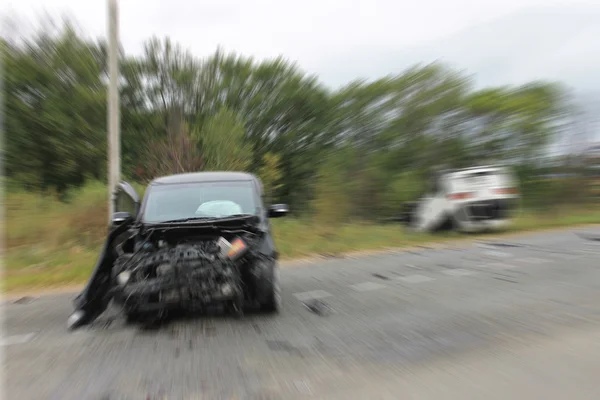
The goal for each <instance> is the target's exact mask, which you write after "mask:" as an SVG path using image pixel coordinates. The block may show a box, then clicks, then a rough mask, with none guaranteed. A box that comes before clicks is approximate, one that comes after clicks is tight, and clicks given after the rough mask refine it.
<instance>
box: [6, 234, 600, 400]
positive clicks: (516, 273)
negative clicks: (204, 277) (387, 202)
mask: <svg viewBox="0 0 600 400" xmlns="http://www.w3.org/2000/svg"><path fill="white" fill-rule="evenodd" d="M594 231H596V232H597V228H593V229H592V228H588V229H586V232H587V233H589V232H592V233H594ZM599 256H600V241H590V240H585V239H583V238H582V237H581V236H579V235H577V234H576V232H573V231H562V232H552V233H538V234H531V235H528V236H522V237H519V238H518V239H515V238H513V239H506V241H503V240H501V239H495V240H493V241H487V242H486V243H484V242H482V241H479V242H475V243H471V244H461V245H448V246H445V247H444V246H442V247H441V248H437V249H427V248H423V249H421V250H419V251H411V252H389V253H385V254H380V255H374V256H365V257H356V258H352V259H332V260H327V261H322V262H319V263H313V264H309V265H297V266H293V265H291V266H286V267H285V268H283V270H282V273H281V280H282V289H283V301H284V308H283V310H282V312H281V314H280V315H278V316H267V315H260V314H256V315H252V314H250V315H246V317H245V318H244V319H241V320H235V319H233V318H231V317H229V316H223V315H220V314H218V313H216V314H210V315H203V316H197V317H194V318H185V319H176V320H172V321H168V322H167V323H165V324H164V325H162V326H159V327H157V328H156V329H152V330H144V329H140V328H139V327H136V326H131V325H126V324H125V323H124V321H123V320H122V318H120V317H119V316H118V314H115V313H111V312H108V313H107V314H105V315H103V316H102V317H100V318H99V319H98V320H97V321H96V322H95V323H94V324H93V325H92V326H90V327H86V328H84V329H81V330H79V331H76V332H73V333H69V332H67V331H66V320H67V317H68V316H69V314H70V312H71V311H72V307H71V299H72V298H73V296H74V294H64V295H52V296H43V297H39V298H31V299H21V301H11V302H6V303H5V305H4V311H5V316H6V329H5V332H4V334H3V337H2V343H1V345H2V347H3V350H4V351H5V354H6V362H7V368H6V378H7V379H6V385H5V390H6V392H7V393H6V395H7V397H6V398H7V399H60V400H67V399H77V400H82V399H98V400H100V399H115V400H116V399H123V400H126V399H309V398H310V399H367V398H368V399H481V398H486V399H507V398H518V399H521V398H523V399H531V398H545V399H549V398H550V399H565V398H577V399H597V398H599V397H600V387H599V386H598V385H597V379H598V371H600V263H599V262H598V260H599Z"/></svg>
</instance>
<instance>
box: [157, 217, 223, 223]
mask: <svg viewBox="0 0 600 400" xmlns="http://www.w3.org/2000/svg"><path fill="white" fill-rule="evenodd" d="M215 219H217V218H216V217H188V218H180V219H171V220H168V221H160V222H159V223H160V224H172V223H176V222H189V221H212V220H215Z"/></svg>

__________________________________________________

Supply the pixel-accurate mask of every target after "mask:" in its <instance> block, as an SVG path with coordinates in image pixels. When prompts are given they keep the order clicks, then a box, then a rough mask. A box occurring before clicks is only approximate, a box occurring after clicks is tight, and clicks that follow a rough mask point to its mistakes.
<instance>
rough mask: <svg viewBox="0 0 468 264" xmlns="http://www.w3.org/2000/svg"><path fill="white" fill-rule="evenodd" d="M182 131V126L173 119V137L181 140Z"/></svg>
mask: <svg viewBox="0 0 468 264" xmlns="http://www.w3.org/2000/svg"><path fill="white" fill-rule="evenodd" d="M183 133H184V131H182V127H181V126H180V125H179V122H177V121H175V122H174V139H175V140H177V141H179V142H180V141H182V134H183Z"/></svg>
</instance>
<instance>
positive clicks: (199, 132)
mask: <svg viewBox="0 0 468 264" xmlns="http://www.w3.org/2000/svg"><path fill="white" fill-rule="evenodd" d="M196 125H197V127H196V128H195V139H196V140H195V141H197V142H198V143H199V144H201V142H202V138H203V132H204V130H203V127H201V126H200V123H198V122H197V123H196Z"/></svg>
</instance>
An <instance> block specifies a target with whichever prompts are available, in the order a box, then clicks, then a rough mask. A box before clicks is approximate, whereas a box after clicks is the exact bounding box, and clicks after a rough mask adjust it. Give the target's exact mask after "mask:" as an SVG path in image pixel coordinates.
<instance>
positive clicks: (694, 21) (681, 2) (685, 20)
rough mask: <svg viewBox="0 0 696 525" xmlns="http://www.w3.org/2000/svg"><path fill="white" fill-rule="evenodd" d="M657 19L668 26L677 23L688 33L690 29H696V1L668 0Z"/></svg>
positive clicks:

__________________________________________________

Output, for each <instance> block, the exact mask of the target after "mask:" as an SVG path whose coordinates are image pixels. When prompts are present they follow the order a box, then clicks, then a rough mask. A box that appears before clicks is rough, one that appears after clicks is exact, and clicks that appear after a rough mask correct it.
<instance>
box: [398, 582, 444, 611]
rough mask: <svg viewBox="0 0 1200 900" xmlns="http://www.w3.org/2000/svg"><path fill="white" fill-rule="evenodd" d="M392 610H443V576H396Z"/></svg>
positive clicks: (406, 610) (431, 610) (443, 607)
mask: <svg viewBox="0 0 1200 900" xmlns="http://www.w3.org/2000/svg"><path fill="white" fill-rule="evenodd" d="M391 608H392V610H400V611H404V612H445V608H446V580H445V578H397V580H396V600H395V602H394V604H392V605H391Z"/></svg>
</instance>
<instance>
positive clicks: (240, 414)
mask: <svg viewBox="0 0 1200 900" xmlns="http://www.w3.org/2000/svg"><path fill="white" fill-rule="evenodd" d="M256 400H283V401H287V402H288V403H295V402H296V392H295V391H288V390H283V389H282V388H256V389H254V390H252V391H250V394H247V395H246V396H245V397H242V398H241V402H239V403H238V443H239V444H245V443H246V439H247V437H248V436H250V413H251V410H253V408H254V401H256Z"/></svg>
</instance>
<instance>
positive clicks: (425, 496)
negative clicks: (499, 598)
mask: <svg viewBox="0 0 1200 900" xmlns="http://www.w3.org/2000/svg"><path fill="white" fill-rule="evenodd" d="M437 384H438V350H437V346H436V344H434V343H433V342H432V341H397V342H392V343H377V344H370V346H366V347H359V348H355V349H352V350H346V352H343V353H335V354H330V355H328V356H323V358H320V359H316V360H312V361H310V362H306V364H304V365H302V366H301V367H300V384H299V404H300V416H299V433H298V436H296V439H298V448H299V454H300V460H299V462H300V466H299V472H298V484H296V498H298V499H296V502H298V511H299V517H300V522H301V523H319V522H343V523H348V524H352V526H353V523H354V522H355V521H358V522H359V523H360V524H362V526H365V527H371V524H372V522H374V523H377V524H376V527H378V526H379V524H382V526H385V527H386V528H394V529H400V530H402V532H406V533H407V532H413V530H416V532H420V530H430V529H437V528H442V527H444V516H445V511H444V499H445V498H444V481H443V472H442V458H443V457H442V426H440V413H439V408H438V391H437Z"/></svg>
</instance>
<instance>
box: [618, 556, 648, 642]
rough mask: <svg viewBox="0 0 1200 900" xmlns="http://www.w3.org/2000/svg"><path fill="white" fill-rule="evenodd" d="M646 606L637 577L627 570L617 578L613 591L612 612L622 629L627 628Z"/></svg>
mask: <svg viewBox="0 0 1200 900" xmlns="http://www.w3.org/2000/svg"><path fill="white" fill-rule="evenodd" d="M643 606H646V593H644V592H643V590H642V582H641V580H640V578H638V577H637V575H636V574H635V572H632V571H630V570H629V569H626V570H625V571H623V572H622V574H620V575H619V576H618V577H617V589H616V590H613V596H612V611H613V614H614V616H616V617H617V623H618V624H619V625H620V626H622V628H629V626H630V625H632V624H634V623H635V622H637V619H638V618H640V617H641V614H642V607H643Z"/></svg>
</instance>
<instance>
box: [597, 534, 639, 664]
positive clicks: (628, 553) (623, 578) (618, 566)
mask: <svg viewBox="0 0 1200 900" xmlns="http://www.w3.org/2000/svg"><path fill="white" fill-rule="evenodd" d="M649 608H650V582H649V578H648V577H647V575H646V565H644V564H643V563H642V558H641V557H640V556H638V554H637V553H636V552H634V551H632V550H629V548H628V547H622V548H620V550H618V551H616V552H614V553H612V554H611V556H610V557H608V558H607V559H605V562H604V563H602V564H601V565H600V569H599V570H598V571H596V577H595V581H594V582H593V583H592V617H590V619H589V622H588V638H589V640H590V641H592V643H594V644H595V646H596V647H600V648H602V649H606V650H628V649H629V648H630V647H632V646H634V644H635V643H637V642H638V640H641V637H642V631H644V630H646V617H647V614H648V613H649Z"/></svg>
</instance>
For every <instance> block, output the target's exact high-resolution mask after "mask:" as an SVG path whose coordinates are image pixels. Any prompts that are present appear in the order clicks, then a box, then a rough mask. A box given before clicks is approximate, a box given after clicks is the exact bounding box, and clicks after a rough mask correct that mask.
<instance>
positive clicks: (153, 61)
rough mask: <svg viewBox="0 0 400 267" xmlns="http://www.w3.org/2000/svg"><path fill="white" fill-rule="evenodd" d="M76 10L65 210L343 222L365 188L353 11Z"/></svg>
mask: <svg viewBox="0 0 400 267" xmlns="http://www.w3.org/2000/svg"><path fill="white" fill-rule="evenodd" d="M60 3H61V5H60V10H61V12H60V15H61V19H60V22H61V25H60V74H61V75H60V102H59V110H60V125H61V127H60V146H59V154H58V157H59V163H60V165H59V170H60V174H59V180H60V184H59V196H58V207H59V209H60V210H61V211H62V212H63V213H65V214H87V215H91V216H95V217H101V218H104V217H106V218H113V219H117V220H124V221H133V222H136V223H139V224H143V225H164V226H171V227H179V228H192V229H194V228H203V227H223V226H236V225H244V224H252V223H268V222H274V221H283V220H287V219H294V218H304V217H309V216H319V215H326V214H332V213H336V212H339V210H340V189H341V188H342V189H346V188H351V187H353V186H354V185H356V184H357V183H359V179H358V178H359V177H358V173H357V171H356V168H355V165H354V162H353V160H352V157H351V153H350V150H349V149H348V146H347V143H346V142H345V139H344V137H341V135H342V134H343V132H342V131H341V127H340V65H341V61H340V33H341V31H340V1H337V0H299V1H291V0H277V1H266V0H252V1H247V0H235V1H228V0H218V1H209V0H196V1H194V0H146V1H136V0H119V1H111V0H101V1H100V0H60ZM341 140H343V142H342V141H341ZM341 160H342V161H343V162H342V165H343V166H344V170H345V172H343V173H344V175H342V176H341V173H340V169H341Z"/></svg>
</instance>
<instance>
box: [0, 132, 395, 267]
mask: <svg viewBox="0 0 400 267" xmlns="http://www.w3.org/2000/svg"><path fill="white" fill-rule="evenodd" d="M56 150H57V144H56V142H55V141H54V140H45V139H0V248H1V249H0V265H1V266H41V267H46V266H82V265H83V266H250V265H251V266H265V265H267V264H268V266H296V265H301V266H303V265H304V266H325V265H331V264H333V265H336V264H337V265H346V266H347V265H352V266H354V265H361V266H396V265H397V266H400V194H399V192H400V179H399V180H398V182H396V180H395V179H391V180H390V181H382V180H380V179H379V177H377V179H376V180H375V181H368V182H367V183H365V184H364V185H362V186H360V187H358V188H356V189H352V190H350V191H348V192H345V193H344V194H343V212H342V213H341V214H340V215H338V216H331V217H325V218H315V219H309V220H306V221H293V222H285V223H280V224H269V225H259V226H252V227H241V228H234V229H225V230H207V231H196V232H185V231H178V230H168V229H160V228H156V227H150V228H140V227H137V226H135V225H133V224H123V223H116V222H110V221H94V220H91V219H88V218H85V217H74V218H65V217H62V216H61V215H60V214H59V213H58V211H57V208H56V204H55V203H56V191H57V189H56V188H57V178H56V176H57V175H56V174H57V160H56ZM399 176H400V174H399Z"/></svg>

__________________________________________________

- **What you will do**:
Print the lines starting at the one containing "The goal for" and ending at the one containing "box: [6, 234, 600, 400]", exactly as they appear in the first block of items.

- **Solution**:
The goal for each <instance> is the target's exact mask, which you write after "mask:" as an SVG path using image pixel coordinates. The block may show a box, then clicks, then a rough mask, with none guaranteed. A box that comes before clicks is approximate, one that comes after clicks is tight, and clicks given after the rough mask refine it.
<instance>
box: [6, 234, 600, 400]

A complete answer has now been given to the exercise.